> _Passage given_:
※ ※ ※

I've asked this question before, but now that the most famous
practitioner of this art has died, it seems time to ask it again.

At one time, bandwidth was so expensive that not only couldn't you
post a large binary in a non-binary group -) but it was too expensive
to get a broadcast-quality phone line to broadcast a Chicago Cubs game
over radio station WHO in Des Moines.

So, someone like Ronald Reagan would sit in the studio at WHO, reading
a telegraphed ball-by-ball description of the Cubs-Pirates game at
Forbes Field, and would dramatize what he read off the wire.

This is not a great art but it can be made exciting and informative or
it can be deadly dull. By all reports, Reagan was good at it. This
helped lead to his later career in Hollywood.

Well, anyway, I'd like to know if the telegraphic reproduction of the
San Francisco Giants game over WAAT in Hackensack, NJ, during the 1958
season, was the last such broadcast, and, since I was about 7 years
old, then, I should like to know the details.

※ ※ ※

> _Records for this exercise_:
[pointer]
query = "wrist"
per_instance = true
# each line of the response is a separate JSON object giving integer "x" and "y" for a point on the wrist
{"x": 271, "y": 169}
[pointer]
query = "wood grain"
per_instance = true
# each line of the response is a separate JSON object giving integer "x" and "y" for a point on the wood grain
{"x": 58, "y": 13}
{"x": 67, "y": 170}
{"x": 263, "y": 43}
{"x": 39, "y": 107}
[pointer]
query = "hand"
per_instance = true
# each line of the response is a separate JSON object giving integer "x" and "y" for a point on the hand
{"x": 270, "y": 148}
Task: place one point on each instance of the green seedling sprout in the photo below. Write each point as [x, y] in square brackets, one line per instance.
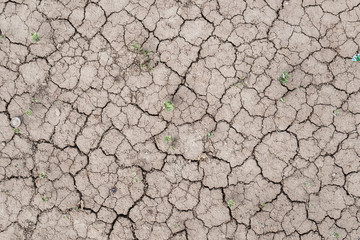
[168, 106]
[28, 112]
[170, 141]
[230, 203]
[35, 37]
[145, 56]
[284, 77]
[134, 177]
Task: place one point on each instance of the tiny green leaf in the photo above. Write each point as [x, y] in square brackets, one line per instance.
[35, 37]
[168, 106]
[230, 203]
[167, 139]
[284, 77]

※ ※ ※

> _Tasks to perform_:
a: Reproduce the post about telegraphed baseball broadcasts word for word.
b: Write out the part of the records that opens with the line containing "Task: place one point on each instance of the green" and runs through the end of the records, both ends included, word for word. Leave the pictures out.

> _The replies_:
a:
I've asked this question before, but now that the most famous
practitioner of this art has died, it seems time to ask it again.

At one time, bandwidth was so expensive that not only couldn't you
post a large binary in a non-binary group -) but it was too expensive
to get a broadcast-quality phone line to broadcast a Chicago Cubs game
over radio station WHO in Des Moines.

So, someone like Ronald Reagan would sit in the studio at WHO, reading
a telegraphed ball-by-ball description of the Cubs-Pirates game at
Forbes Field, and would dramatize what he read off the wire.

This is not a great art but it can be made exciting and informative or
it can be deadly dull. By all reports, Reagan was good at it. This
helped lead to his later career in Hollywood.

Well, anyway, I'd like to know if the telegraphic reproduction of the
San Francisco Giants game over WAAT in Hackensack, NJ, during the 1958
season, was the last such broadcast, and, since I was about 7 years
old, then, I should like to know the details.

b:
Task: place one point on each instance of the green seedling sprout in the photo below. Write each point as [x, y] in square brackets, one line per instance.
[168, 106]
[28, 112]
[170, 141]
[230, 203]
[35, 37]
[145, 56]
[284, 77]
[134, 177]
Task: place one point on each instance of the tiny green leaf in the photo above. Write each point as [x, y] in square brackets, one line per instance.
[35, 37]
[168, 106]
[230, 203]
[167, 139]
[284, 77]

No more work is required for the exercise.